Top of Source extract

Bergen Restaurants: The Green Olive in Hackensack
Pete’s chicken, flattened chicken breasts with mushrooms and sun-dried tomatoes.
ELISA UNG OF THE RECORD
BERGEN.COM

“My stepfather, Peter Parascand, has been a chef for over 30 years” went the e-mail that Joe Iurato sent me last fall. “He’s not the kind of chef that’s into experimental cuisine, and he’s not trying to reinvent the wheel … His food is fresh, comforting and he tries to appeal to all palates … I can tell you that throughout all the years, I’ve never seen him lose his drive for cooking food, and it reflects in every dish he serves.”

Indeed, if there was an award given out for persistence in local neighborhood cooking, Parascand would be a contender: After getting his start at 17 as a runner in a friend’s restaurant in Cliffside Park, he has spent the rest of his three-decade career at just a handful of local restaurants. He cooked for almost 14 years at Le Bistro in Elmwood Park; he then bought Patsy’s in Fairview, then returned to Elmwood Park with Basil and Vine. In 2008, he opened The Green Olive in Hackensack in the site of a former sizzling steak restaurant in a small strip mall on Passaic Street near the Maywood border.

Parascand is not formally trained but attributes his culinary education to learning on the job, reading and “heart — that’s the key in the food business, is heart.” He’s had the same partners — local pain-management physicians Kristappa Sangavaram and Nirmal Patel — for two decades (his wife and third business partner, Roseann Parascand, works in their Elmwood Park office). Parascand’s stepsons are big parts of The Green Olive: Michael Iurato is the bartender, while you may see Joe working front of the house.

Joe Iurato, a sommelier, is also in charge of the wines. Initially, he built a comprehensive 60-bottle wine list filled with lesser-known boutique wineries. But he quickly learned that wasn’t what the clientele wanted. Eventually, customer demand sent him in a more basic direction, and now The Green Olive sticks to a short list of familiar wines.

The menu went in the same direction — Peter Parascand sought to capture as many palates as possible. Steaks were a must because of the previous restaurant, while customers requested mussels enough times that he now has several variations on the menu. There are also pastas.

The result is a restaurant that is not destination material, but it also doesn’t try to be. What it does do is offer the kind of genuinely warm, neighborly atmosphere that makes you want to pop by for a beer and a burger on a weeknight if you live in the immediate area. Try to get a seat by the faux fireplace and check out the green theme — green tablecloths, little dishes of green olives on the tables and little gold frog statues on the mantle.

Its best dishes were generally the ones indicated as specialties on the menu. First was the $10 burger. “Just the best burger with cheddar you’ve ever had,” boasted the menu; maybe not quite, but it didn’t disappoint — 10 ounces of loosely packed black angus on a bun that stood up to it, with thick-cut steak fries. Next was a generous platter of “famous” tomato bruschetta on thick toast ($5), the tomatoes lightly marinated in red wine vinegar, lemon and extra-virgin olive oil — on a second visit, we found that the restaurant was now giving out a free slice to each customer.

Bottom of Source extract
Top of Given information

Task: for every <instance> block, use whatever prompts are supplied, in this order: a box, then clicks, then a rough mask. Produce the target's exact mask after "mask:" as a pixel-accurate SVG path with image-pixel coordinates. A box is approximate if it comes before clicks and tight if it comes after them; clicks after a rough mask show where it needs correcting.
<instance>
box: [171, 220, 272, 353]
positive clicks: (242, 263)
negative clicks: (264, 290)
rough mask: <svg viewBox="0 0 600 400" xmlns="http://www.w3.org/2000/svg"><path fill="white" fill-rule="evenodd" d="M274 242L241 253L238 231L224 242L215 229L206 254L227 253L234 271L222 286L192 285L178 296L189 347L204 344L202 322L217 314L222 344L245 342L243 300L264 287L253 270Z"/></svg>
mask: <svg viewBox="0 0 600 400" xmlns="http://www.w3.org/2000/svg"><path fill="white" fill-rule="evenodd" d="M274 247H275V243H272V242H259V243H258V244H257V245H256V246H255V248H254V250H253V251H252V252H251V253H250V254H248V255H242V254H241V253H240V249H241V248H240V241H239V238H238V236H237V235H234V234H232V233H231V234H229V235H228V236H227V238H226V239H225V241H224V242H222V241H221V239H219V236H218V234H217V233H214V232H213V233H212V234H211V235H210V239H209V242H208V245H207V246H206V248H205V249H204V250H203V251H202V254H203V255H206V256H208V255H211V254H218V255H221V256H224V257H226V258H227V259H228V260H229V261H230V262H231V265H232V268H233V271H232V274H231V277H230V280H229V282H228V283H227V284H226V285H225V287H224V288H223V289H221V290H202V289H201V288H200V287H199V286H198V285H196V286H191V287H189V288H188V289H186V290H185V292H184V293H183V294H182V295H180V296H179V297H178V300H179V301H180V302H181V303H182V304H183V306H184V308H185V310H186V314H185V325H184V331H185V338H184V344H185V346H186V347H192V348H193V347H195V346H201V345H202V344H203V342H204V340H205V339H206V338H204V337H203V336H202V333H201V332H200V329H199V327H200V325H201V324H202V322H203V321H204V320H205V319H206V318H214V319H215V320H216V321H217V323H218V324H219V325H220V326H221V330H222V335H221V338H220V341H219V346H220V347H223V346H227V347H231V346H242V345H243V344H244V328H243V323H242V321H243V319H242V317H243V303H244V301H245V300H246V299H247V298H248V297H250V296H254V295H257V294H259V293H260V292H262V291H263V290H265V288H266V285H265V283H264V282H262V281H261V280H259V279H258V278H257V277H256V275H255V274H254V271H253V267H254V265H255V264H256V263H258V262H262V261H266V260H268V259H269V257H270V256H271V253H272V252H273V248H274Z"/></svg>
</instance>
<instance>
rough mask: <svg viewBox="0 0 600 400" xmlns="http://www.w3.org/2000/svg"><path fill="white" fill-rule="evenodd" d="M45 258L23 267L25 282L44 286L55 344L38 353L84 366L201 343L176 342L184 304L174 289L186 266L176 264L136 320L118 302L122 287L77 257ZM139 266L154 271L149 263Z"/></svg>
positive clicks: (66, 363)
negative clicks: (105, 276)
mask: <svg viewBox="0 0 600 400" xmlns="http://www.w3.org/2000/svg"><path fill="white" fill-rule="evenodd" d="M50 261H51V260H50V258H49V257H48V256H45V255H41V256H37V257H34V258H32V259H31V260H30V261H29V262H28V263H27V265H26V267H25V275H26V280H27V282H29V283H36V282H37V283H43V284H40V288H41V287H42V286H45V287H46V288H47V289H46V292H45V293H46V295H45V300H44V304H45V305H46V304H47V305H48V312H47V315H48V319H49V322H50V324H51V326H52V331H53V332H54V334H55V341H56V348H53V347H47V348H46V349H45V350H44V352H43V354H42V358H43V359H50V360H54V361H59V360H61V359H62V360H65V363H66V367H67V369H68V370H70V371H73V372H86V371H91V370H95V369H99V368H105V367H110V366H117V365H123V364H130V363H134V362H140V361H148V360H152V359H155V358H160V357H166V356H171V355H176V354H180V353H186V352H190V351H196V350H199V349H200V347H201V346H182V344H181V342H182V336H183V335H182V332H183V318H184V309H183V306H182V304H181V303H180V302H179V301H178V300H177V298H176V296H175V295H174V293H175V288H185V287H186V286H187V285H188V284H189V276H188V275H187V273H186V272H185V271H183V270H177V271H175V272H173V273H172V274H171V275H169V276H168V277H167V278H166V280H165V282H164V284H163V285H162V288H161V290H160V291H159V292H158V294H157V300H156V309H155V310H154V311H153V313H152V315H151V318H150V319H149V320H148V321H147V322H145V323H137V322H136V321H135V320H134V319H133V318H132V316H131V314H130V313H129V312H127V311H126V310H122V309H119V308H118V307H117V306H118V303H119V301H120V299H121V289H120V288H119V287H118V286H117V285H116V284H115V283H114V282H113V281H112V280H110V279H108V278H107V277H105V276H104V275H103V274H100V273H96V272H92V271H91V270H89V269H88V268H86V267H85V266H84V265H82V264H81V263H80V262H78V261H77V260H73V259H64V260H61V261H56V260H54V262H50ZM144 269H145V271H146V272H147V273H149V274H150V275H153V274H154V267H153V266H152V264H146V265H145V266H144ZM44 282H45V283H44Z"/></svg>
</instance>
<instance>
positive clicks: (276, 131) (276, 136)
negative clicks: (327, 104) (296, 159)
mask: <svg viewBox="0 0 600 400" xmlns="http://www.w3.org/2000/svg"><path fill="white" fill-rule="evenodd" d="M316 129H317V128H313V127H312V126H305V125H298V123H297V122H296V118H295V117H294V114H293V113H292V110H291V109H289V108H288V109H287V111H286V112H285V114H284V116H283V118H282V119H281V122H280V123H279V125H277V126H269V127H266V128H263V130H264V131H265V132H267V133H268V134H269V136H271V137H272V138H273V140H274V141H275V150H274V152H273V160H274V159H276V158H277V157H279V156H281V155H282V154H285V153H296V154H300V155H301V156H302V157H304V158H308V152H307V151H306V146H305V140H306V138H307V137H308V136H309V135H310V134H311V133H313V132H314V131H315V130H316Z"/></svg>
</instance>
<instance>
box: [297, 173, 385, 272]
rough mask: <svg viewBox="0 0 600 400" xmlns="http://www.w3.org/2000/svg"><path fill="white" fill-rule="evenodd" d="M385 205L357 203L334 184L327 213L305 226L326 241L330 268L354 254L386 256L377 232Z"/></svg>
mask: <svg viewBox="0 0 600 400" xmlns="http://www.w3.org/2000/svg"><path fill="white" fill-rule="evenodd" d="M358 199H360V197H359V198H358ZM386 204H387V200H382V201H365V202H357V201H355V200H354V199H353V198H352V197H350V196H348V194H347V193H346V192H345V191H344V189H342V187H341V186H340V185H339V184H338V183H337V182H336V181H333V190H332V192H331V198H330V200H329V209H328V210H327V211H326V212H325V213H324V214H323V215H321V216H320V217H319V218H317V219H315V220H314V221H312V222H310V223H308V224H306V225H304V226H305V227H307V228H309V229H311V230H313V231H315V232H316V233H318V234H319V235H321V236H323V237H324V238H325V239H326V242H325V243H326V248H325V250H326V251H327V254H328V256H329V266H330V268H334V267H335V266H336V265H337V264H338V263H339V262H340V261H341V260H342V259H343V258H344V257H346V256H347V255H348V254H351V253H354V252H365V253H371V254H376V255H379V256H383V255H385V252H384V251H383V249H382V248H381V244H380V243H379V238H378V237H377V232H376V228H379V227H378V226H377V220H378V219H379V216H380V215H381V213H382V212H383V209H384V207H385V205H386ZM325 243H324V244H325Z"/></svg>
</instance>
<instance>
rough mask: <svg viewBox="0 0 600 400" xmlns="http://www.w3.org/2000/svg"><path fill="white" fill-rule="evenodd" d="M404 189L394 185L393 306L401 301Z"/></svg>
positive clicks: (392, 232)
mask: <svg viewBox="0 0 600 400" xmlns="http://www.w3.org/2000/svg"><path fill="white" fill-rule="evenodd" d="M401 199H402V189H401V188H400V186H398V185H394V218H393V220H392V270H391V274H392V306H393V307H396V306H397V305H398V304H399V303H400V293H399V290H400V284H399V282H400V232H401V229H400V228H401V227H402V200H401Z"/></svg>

Bottom of Given information

Required work:
[A] According to the Green Olive review, where did Parascand cook for almost 14 years?
[B] Do these statements agree with the Green Olive review? Answer yes or no for each, quoting the deciding words. (i) The Green Olive opened in 2008. (ii) Parascand received formal culinary training. (iii) The restaurant still offers a 60-bottle list of boutique wines.
Nothing in the listing is needed here.

Exercise responses:
[A] At Le Bistro in Elmwood Park.

[B]
(i) Yes: "In 2008, he opened The Green Olive in Hackensack"
(ii) No: "Parascand is not formally trained"
(iii) No: "now The Green Olive sticks to a short list of familiar wines"